*GIVEN INSTRUCTION*: Copy out, character for character, the entries between the line holding "Locate the grass slope" and the line holding "0, 0, 150, 49", inclusive.

---------- SOURCE RECORDS

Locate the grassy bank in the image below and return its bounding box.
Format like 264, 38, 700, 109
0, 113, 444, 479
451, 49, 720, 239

--------------------
---------- SOURCE RECORDS

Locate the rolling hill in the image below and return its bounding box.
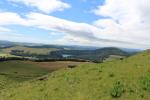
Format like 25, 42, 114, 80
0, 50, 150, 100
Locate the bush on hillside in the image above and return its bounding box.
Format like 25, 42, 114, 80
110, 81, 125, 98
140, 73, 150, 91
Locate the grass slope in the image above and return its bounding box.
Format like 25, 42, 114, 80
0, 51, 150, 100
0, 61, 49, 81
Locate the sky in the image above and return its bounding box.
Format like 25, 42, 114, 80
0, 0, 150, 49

--------------------

*COMPLETE OUTPUT*:
Locate the grass slope in the image above and return its bounding box.
Format like 25, 42, 114, 80
0, 51, 150, 100
0, 61, 49, 81
Locate the sky in the image above and return its bounding box.
Format like 25, 42, 114, 80
0, 0, 150, 49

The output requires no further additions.